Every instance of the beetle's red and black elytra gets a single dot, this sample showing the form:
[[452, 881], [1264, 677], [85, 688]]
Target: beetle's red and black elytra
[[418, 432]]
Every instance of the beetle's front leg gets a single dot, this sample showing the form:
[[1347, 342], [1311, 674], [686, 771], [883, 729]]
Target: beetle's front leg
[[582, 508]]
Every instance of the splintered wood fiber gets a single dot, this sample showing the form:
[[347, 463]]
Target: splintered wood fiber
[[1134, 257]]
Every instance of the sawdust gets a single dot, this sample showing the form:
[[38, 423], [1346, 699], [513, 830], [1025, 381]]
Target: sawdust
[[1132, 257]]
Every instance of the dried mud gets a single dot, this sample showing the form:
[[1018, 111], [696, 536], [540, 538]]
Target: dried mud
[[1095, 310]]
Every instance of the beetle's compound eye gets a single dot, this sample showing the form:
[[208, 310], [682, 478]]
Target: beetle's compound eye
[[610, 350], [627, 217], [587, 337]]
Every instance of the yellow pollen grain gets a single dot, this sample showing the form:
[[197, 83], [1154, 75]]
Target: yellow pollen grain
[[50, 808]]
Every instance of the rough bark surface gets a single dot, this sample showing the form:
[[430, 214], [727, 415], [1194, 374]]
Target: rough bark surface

-------

_EXERCISE_:
Take the line containing "[[197, 83], [1154, 75]]" and each line after it up to the last line of the listing, and print them exactly.

_ANSWER TO THIS PROBLEM_:
[[197, 83], [1154, 75]]
Target: yellow pollen grain
[[50, 808]]
Every instance of the rough bark surface gets a single dot, this sample showing the form:
[[430, 214], [727, 415], [1194, 374]]
Target: rough bark surface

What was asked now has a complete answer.